*DESCRIPTION OF THE TASK:* A single number is the answer here: the count of lines in the records below in which the word "snake" appears.

[PROVIDED RECORDS]

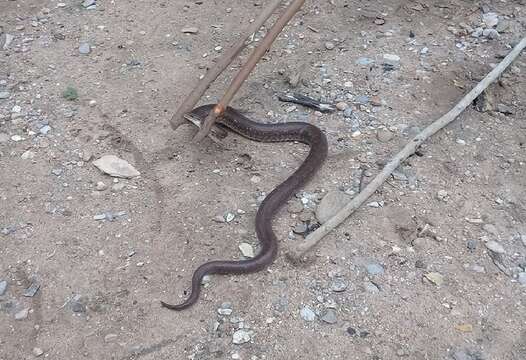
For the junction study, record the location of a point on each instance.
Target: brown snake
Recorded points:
(292, 131)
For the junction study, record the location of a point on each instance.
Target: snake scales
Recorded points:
(283, 132)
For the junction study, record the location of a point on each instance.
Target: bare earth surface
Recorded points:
(432, 268)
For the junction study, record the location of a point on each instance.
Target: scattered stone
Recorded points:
(342, 105)
(84, 48)
(300, 228)
(435, 278)
(464, 327)
(89, 4)
(490, 19)
(225, 309)
(110, 338)
(371, 287)
(307, 314)
(190, 30)
(38, 352)
(495, 247)
(374, 269)
(22, 314)
(229, 217)
(461, 355)
(32, 289)
(247, 250)
(505, 109)
(329, 45)
(491, 34)
(78, 304)
(28, 155)
(471, 244)
(331, 203)
(391, 60)
(3, 287)
(295, 207)
(329, 317)
(384, 135)
(101, 186)
(116, 167)
(241, 336)
(338, 285)
(364, 61)
(348, 113)
(45, 129)
(442, 195)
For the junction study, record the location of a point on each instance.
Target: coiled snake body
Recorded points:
(292, 131)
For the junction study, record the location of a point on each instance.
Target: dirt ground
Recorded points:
(432, 268)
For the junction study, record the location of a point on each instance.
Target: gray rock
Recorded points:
(338, 285)
(3, 287)
(505, 109)
(471, 244)
(116, 167)
(461, 355)
(384, 135)
(490, 229)
(22, 314)
(225, 309)
(331, 203)
(490, 19)
(32, 289)
(348, 113)
(495, 247)
(78, 304)
(89, 4)
(329, 317)
(391, 60)
(38, 352)
(374, 269)
(491, 34)
(241, 336)
(364, 61)
(307, 314)
(84, 48)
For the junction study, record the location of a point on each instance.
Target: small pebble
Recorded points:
(241, 336)
(495, 247)
(225, 309)
(374, 269)
(84, 48)
(101, 186)
(307, 314)
(329, 317)
(3, 287)
(338, 285)
(22, 314)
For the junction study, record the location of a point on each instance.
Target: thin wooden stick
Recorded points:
(314, 238)
(221, 64)
(242, 75)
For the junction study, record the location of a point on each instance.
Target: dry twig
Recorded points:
(191, 100)
(242, 75)
(314, 238)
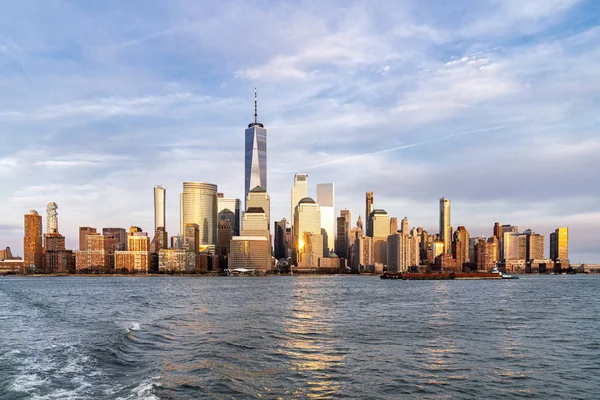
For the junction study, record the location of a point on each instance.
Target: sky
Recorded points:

[/PROVIDED RECORDS]

*TASK RESULT:* 3